TASK INSTRUCTIONS >>
Render the entries below as a two-column CSV with the header columns "query" and "response", one row per request. Put the request text and its full answer each in a single quoted field, replacing line breaks with spaces.

[Dataset entries]
──────────────────────────────
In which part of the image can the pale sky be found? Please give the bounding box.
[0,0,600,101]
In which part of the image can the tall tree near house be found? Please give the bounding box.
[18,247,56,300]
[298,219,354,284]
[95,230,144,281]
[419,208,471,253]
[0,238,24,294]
──────────────────────────────
RESPONSE >>
query,response
"In which part of the image can the pale sky be found? Please give the bounding box.","[0,0,600,101]"
"In which part of the image can the tall tree near house be found? Please give the bounding box.","[18,247,56,300] [298,219,354,284] [95,230,144,281] [419,208,471,253] [0,238,24,294]"